• _What to produce_: Reproduce, character for character, the material from the line containing "Q: Provide one point on every instance of the wooden stage" through the end of the material, both ends included.

________

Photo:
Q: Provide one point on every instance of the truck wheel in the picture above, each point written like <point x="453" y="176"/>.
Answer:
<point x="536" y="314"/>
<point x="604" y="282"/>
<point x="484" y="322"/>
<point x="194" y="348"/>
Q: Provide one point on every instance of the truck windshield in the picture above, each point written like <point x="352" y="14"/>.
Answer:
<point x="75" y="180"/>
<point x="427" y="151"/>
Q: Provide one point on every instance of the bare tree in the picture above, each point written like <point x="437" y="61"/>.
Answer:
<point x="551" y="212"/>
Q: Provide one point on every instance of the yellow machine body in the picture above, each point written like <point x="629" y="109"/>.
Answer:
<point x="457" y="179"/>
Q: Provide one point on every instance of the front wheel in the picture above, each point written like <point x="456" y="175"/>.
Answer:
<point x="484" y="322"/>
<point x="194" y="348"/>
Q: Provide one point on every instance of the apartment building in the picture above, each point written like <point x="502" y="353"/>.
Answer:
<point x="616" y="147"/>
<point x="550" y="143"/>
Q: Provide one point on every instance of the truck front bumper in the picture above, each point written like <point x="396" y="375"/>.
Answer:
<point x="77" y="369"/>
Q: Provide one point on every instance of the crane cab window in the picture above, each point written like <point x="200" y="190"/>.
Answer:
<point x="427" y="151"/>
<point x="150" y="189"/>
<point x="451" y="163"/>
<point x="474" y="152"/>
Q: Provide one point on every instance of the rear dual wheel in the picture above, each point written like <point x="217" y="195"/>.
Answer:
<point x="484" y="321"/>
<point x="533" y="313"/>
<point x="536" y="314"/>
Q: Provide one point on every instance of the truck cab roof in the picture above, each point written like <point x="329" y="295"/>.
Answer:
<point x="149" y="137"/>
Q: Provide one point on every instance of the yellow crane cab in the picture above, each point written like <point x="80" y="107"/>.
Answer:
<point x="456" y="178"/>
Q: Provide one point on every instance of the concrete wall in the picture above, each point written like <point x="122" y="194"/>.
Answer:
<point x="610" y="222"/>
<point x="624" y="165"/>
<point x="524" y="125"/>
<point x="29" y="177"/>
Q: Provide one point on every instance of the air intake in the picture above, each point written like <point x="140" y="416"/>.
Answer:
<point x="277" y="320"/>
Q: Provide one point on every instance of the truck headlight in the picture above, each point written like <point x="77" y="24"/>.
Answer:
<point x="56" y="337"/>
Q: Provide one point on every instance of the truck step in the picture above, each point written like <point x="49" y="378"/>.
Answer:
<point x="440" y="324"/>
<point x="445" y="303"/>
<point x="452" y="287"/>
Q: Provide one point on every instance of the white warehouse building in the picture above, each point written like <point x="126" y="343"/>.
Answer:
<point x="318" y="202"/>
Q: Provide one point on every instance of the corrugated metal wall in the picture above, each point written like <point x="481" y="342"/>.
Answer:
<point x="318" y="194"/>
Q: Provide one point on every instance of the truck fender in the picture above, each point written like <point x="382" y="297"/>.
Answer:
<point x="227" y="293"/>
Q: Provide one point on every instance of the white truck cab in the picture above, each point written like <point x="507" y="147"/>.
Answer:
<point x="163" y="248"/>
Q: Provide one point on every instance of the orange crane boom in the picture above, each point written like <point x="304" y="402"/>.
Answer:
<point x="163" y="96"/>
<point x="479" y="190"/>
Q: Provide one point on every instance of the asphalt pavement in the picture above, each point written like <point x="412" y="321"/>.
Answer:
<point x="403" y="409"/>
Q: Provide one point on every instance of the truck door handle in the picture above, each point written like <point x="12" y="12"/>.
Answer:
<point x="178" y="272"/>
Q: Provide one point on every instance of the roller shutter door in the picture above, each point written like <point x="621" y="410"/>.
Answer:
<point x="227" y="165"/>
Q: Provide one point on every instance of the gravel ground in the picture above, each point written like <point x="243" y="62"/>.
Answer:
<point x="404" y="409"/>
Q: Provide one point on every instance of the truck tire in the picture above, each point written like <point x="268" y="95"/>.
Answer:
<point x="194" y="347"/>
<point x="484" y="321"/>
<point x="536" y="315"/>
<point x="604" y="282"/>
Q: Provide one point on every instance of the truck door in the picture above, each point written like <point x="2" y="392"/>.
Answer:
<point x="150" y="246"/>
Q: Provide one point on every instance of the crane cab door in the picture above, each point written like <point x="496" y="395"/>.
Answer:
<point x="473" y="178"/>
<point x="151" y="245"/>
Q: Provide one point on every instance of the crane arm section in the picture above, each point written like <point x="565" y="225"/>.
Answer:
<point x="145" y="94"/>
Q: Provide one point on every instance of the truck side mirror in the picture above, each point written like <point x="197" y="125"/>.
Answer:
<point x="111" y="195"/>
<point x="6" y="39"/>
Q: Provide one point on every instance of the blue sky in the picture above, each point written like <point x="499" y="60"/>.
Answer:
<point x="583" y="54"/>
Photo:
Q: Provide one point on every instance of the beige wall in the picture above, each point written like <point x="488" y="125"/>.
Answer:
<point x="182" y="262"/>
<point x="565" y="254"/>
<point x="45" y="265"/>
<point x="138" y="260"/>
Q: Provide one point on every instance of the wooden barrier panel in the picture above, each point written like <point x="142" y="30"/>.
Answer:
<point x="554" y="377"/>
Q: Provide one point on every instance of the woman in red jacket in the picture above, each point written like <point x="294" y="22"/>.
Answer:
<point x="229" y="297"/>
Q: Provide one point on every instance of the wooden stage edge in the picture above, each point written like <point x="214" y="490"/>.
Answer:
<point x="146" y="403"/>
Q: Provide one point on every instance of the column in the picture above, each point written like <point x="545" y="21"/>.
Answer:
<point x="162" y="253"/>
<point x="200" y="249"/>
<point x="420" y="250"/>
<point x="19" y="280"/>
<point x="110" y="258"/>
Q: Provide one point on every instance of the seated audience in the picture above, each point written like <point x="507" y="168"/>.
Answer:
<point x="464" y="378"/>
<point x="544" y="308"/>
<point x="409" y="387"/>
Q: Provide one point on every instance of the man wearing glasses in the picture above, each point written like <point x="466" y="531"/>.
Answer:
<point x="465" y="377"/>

________

• _Full response_:
Q: Provide one point on every instance of the wooden stage edge in the picture above, each point written like <point x="214" y="490"/>.
Answer:
<point x="146" y="403"/>
Q: Provide one point on every instance of the column in the picture above, each point written like <point x="545" y="21"/>.
Answer:
<point x="162" y="253"/>
<point x="200" y="249"/>
<point x="420" y="250"/>
<point x="19" y="280"/>
<point x="110" y="258"/>
Q: Provide one point on every instance of the seated audience in the picture above, each point written like <point x="507" y="168"/>.
Answer:
<point x="464" y="378"/>
<point x="544" y="308"/>
<point x="409" y="387"/>
Q: Provide one point on every instance of the man wearing glasses in the picture above, each point written like <point x="466" y="531"/>.
Answer:
<point x="465" y="377"/>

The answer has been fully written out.